**** Exercise materials

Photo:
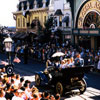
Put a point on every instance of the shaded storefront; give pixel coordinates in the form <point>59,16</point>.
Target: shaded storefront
<point>86,30</point>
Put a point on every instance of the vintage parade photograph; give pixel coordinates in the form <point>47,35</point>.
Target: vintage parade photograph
<point>50,50</point>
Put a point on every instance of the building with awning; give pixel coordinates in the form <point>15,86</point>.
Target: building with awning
<point>61,11</point>
<point>86,30</point>
<point>30,12</point>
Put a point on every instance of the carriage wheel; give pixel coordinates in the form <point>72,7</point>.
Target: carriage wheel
<point>84,86</point>
<point>37,80</point>
<point>59,88</point>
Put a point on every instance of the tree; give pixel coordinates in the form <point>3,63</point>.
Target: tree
<point>47,29</point>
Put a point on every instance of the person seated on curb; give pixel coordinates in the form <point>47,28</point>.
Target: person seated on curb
<point>71,62</point>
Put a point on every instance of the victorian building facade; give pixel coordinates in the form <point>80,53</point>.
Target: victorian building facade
<point>86,30</point>
<point>29,12</point>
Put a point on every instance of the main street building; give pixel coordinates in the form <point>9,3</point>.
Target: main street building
<point>31,12</point>
<point>86,30</point>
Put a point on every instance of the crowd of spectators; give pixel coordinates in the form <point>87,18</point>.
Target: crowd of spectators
<point>44,52</point>
<point>16,87</point>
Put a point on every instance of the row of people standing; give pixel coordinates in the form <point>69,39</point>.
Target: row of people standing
<point>44,52</point>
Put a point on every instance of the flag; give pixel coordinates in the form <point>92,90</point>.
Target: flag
<point>17,60</point>
<point>3,63</point>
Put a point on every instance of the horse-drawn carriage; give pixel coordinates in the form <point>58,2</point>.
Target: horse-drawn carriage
<point>63,79</point>
<point>69,78</point>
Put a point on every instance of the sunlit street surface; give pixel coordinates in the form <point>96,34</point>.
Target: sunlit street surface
<point>93,81</point>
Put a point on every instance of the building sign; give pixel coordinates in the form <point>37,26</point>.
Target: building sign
<point>91,5</point>
<point>88,32</point>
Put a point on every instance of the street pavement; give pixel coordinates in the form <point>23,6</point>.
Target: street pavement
<point>28,72</point>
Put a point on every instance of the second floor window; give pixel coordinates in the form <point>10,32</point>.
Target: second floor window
<point>23,22</point>
<point>18,22</point>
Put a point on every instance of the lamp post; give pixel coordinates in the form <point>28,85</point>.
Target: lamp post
<point>8,47</point>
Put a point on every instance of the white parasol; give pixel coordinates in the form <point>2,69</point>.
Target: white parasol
<point>58,54</point>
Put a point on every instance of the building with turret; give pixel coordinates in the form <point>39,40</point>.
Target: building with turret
<point>30,13</point>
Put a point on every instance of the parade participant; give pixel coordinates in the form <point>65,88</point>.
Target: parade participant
<point>8,93</point>
<point>17,95</point>
<point>2,95</point>
<point>79,62</point>
<point>71,64</point>
<point>62,65</point>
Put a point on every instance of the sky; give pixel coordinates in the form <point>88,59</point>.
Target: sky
<point>7,7</point>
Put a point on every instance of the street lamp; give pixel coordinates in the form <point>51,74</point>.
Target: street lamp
<point>8,47</point>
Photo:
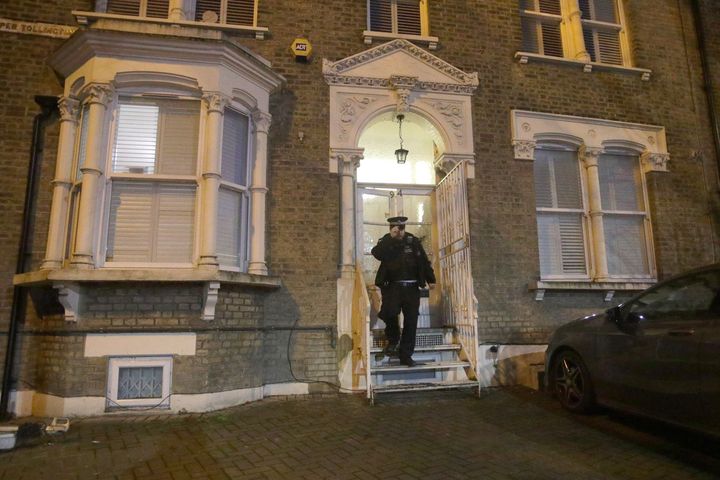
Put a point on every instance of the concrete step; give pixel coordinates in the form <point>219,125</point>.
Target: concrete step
<point>415,387</point>
<point>430,348</point>
<point>394,366</point>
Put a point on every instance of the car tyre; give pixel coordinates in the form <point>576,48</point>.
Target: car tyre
<point>571,382</point>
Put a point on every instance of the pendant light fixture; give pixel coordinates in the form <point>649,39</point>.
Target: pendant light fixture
<point>401,153</point>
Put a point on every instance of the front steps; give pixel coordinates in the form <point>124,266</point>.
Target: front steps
<point>439,365</point>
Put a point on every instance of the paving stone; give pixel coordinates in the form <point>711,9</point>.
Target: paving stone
<point>505,434</point>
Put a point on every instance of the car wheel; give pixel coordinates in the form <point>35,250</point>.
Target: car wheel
<point>571,382</point>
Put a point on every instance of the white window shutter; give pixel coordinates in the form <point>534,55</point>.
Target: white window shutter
<point>229,227</point>
<point>380,15</point>
<point>178,137</point>
<point>130,229</point>
<point>175,220</point>
<point>240,12</point>
<point>561,241</point>
<point>235,147</point>
<point>408,17</point>
<point>135,138</point>
<point>157,8</point>
<point>620,183</point>
<point>124,7</point>
<point>625,245</point>
<point>202,6</point>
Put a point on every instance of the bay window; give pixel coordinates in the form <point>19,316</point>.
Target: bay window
<point>153,177</point>
<point>233,196</point>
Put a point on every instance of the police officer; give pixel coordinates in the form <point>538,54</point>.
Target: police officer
<point>404,270</point>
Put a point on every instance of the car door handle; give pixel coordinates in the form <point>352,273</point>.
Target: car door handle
<point>681,333</point>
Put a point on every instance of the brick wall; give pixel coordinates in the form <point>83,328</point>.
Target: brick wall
<point>303,202</point>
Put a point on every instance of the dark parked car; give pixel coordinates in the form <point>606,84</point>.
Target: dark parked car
<point>656,355</point>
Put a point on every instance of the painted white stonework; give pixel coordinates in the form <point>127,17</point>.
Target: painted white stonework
<point>493,366</point>
<point>392,78</point>
<point>128,344</point>
<point>28,402</point>
<point>593,134</point>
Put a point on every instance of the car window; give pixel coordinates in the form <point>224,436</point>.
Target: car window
<point>692,294</point>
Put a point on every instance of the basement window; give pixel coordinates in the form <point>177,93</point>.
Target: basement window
<point>139,382</point>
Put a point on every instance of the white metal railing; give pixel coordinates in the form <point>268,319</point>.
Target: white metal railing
<point>459,302</point>
<point>362,334</point>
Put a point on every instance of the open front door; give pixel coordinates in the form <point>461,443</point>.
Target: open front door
<point>459,302</point>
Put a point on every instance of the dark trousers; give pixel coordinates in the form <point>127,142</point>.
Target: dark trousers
<point>397,297</point>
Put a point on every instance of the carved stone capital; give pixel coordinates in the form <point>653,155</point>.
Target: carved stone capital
<point>210,298</point>
<point>589,155</point>
<point>655,162</point>
<point>403,81</point>
<point>69,298</point>
<point>346,160</point>
<point>216,102</point>
<point>262,121</point>
<point>524,149</point>
<point>98,93</point>
<point>69,109</point>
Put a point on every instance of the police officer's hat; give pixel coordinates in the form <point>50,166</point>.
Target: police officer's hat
<point>397,221</point>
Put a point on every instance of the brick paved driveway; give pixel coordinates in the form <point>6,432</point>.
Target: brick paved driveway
<point>507,433</point>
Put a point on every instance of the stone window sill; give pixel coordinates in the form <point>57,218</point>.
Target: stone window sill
<point>430,42</point>
<point>587,67</point>
<point>85,18</point>
<point>608,287</point>
<point>69,283</point>
<point>145,275</point>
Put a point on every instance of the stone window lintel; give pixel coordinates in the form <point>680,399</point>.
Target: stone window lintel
<point>587,67</point>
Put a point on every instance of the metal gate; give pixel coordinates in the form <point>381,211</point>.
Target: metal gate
<point>459,302</point>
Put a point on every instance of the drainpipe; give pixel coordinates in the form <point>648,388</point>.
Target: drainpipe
<point>17,314</point>
<point>708,80</point>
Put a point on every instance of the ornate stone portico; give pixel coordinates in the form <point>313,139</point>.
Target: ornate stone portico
<point>395,77</point>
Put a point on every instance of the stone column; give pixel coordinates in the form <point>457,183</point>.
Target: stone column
<point>210,188</point>
<point>258,194</point>
<point>348,160</point>
<point>62,183</point>
<point>574,34</point>
<point>97,97</point>
<point>589,156</point>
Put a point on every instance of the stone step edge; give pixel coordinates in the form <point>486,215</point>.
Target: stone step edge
<point>407,387</point>
<point>419,367</point>
<point>427,348</point>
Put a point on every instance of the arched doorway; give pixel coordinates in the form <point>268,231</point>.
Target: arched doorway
<point>386,188</point>
<point>367,91</point>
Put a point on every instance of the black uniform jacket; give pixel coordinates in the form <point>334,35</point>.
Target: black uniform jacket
<point>390,250</point>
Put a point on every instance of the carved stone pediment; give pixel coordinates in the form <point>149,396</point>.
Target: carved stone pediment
<point>383,67</point>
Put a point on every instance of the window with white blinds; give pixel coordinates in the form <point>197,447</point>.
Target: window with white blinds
<point>624,214</point>
<point>559,204</point>
<point>232,12</point>
<point>156,137</point>
<point>566,239</point>
<point>139,8</point>
<point>151,222</point>
<point>151,217</point>
<point>396,16</point>
<point>233,196</point>
<point>543,33</point>
<point>541,21</point>
<point>601,30</point>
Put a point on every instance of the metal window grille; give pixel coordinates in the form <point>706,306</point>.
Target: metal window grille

********

_Task_:
Copy the data above word for word, from the line containing "Put a point on every instance of the window" through the last line of the data, including both.

_Exercise answer_:
Put a point on every instance of the window with white blinds; give pixel coordinates in the form <point>197,447</point>.
Target: window with white blinds
<point>624,214</point>
<point>559,204</point>
<point>232,12</point>
<point>156,137</point>
<point>566,239</point>
<point>139,8</point>
<point>151,222</point>
<point>151,217</point>
<point>396,16</point>
<point>233,196</point>
<point>543,33</point>
<point>541,21</point>
<point>601,30</point>
Put a point on every instance of the metal window grille; give pixel coordinates in the form <point>706,306</point>.
Target: metal window grille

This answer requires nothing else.